##### Texto dado
Con Georgias, Isócrates, Platón, y en especial con Aristóteles y Cicerón, el arte de la palabra, esto es, la retórica, adquirió gran importancia, tanta, que llegó a recibir el título de “oficio”. Este oficio del buen decir tenía y sigue teniendo como tarea transmitir oralmente de manera clara, precisa y rigurosa la articulación de pensamiento y vida que uno ha llevado a cabo durante la escritura propia. Uno escribe para sí mismo y para los demás, para crecer y “compartir ese manojo de ideas, afectos y sentimientos que cada uno es”[1] por medio de la comunicación hablada o escrita. Pero así como el dominio de la palabra y su comunicación exitosa -la retórica- requieren reflexión y hábito de escritura previa, tanto el escritor como el orador no dejan de ser dos enanos a hombros de un gigante[2]; un gigante con el que nuestra sociedad se ha enfrentado y del que se quiere deshacer: el oyente y su capacidad de escuchar. ¿De qué sirve la escritura y la palabra hablada si nadie te escucha?
Vivimos en la era de la tecnología y de las grandes velocidades. Nuestro lema “sin prisa pero sin pausa” ha pasado a ser “con prisa que no hay tiempo”, lo que se traduce en “apuesta por la cantidad y la rapidez y olvídate de la calidad y el rigor”. Debido al “no tengo tiempo” la capacidad de escuchar y de prestar atención se han visto perjudicadas. Poco a poco hemos ido perdiendo la costumbre del diálogo cara a cara, situación que se da entre dos personas donde una ejerce de locutor y otra de oyente, de manera que ambos quedan abiertos a la interpretación no solo de sus palabras sino también de sus gestos, su mirada, sus silencios y el contexto en el que se encuentran. Ahora, en cambio, uno se encara a la pantalla y no a la persona, utiliza el teclado y no la boca, no se expresa mediante gestos sino que trata de buscar entre una limitada variedad de pelotitas amarillas el happy que mejor exprese su estado de ánimo, uno no puede extenderse en la conversación ni expresarse con paz y naturalidad porque tiene que adecuarse a los 160 caracteres que tiene un sms o a los 140 del twitter, y para cuando el tuenti, el facebook o el correo nos permite extendernos, resulta que nadie nos lee porque no tiene tiempo o porque al ver una masa de tinta negra se abruma, acostumbrado a un párrafo. ¿Y tenemos la osadía de llamar a esto comunicación? ¿Acaso alguien te escucha? Debido a la falta de tiempo dada la locura de ritmo de vida que llevamos y a las grandes cantidades de información disponibles a todo público gracias a los nuevos medios, ya no solo no te escuchan sino que apenas te leen, de ahí que se haya tenido que recurrir a la pirámide invertida y a la lectura en diagonal, incluso tratándose de textos breves.
##########
##### Registros de origen
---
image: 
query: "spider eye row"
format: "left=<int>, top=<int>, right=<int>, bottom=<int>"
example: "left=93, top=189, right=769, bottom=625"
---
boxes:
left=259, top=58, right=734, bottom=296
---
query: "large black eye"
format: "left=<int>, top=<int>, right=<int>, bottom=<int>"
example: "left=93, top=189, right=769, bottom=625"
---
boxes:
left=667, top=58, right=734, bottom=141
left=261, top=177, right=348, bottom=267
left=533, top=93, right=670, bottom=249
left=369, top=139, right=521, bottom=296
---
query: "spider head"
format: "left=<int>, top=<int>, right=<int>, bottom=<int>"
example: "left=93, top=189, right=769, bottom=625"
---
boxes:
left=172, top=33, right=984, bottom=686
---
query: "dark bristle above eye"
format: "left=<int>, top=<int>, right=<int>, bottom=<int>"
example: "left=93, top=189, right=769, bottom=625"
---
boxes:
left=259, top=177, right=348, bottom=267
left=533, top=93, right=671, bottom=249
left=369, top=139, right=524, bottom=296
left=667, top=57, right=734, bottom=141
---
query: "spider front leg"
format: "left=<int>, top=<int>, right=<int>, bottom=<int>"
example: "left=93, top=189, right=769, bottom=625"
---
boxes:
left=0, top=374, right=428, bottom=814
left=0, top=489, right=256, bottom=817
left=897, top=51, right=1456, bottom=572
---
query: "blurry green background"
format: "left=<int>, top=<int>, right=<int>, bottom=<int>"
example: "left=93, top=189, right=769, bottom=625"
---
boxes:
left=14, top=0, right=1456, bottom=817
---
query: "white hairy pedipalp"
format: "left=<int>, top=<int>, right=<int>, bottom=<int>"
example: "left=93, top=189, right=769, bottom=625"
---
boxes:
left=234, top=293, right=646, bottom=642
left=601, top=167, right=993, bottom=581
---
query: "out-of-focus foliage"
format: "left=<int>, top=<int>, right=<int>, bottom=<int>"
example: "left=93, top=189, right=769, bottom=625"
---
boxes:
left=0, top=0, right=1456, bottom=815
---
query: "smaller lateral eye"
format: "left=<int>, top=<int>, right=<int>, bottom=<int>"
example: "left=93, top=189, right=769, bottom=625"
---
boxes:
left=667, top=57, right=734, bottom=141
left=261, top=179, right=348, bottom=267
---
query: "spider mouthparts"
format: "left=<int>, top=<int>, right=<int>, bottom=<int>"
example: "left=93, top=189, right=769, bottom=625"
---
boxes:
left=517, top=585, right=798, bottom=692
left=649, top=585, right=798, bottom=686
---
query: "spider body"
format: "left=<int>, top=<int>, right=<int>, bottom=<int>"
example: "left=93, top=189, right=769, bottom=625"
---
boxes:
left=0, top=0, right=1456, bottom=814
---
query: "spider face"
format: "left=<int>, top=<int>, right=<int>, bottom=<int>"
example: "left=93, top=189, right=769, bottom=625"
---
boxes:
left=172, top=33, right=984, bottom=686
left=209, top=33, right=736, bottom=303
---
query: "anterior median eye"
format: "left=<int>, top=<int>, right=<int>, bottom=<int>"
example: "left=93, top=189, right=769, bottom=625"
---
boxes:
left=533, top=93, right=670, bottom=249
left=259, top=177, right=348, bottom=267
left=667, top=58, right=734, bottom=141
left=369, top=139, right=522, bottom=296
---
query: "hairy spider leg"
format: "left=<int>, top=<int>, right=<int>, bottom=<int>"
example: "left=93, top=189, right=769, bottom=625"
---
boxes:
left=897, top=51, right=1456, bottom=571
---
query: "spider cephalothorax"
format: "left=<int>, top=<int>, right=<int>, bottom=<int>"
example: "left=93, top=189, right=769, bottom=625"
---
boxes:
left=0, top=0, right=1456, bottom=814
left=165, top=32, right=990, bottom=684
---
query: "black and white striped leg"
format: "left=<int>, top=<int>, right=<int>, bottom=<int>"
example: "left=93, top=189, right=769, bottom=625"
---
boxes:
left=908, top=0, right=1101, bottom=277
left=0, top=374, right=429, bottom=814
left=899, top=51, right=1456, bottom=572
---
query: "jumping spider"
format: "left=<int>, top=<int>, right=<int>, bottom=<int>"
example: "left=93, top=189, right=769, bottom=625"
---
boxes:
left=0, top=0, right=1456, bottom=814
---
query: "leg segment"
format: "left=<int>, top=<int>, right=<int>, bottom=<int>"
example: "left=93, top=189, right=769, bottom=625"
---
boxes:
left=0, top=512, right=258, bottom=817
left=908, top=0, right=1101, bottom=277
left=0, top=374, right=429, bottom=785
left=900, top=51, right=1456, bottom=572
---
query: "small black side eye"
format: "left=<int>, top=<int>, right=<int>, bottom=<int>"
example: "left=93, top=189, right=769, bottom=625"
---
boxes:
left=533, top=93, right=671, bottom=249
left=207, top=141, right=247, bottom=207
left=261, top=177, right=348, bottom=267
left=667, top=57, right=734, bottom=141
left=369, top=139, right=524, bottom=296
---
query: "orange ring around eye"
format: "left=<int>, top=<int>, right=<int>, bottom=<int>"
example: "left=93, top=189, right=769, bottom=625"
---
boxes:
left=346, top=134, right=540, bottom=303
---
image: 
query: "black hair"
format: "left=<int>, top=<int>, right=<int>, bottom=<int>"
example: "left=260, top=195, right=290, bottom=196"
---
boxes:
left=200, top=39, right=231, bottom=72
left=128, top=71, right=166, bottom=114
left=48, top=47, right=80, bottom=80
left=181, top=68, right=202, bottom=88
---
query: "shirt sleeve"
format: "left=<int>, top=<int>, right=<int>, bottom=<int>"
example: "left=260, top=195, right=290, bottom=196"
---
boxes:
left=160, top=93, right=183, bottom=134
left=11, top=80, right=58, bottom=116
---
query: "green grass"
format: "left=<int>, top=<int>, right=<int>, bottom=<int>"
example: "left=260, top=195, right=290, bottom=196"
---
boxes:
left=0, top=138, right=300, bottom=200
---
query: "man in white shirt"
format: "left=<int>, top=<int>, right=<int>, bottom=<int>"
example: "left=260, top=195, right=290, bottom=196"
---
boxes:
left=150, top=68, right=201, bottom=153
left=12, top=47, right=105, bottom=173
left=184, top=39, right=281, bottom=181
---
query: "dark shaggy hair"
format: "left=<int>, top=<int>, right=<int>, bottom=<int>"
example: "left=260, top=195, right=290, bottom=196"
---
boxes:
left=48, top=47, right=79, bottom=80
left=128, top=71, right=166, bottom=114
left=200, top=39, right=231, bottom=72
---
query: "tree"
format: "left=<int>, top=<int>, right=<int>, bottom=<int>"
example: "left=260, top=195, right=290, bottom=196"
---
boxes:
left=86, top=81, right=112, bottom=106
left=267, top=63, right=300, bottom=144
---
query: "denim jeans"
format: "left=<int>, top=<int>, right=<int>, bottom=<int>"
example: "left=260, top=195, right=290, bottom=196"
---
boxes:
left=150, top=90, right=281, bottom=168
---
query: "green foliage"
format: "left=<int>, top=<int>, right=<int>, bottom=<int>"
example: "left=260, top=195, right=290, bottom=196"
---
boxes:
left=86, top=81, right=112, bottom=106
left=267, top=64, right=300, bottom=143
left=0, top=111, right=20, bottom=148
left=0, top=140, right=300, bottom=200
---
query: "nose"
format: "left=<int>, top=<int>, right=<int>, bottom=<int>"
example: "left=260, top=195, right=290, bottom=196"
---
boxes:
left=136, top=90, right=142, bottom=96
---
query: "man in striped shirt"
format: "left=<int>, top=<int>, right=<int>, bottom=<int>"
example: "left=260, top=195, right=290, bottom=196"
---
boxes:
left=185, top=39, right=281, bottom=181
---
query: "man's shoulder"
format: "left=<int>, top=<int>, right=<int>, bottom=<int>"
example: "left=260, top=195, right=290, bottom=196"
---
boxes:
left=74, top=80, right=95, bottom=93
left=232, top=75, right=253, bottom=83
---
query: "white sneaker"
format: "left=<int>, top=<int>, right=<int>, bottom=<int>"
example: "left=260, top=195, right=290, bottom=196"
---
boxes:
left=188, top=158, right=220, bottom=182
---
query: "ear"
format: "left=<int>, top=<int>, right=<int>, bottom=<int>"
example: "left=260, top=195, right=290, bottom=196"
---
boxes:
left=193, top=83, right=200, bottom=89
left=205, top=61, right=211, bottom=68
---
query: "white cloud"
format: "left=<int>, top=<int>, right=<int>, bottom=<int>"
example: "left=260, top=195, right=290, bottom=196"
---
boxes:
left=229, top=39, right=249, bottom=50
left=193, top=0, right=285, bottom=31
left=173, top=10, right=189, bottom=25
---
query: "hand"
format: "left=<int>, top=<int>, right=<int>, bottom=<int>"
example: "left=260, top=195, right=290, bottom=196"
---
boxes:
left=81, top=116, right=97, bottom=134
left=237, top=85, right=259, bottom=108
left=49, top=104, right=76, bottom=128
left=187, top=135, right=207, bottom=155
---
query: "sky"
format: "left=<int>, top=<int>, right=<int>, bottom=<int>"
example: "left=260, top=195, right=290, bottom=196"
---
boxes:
##########
**Tareas requeridas**
(a) Reescala los registros desde su inicio hasta la línea que contiene "left=259, top=58, right=734, bottom=296", ambas incluidas, y reproduce cada una de esas líneas. Multiplica por 0,25 solo las coordenadas que figuran en las respuestas y redondéalas a enteros, con las mitades hacia arriba.
(b) Escribe la continuación del texto sobre la retórica y la pérdida de la capacidad de escuchar, a partir de donde termina.
El texto y los registros son materiales independientes entre sí.

**En respuesta**
(a)
---
image: 
query: "spider eye row"
format: "left=<int>, top=<int>, right=<int>, bottom=<int>"
example: "left=93, top=189, right=769, bottom=625"
---
boxes:
left=65, top=15, right=184, bottom=74

(b)
Nos encontramos ante una paradoja. Vivimos en la era de la comunicación y de la no comunicación: de la comunicación porque las veinticuatro horas del día estamos conectados los unos con los otros a través de internet, y de la no comunicación porque nadie nos escucha ni nos presta la atención merecida ¿Por qué? Porque ya no existe el verdadero oyente, aquel que es capaz de dejar de lado sus preocupaciones para regalarte unos minutos de su tiempo. Un ejemplo claro son las redes sociales. Póngase el caso de alguien que crea un evento en facebook para compartir un texto y se lo envía a sus “469” amigos y a los amigos de sus amigos ¿Acaso cree esa persona que todos esos supuestos amigos leerán su mensaje? Muchos ni lo abrirán, otros lo abrirán únicamente para darle al “quizás” y quitárselo del medio, y la mayoría de los que tuvieron la cortesía de leerlo lo hicieron por encima. Y yo me pregunto: ¿Cuánto tardó esa persona en redactar el mensaje? De esta manera se multiplica el problema; ya no solo carecemos de tiempo, sino que el que tenemos los perdemos en comunicaciones inútiles, sin logros ni efectos y sin destinatario. En definitiva, que muchas veces hablamos a la pared. ¿De qué sirven tantos inventos que nos conectan con el mundo y nos desconectan de las personas? Para que reine una buena comunicación se necesita ante todo aprender el oficio de escucharnos los unos a los otros, de lo contrario se empobrece la mente, se pudren las ideas y se mata a la imaginación.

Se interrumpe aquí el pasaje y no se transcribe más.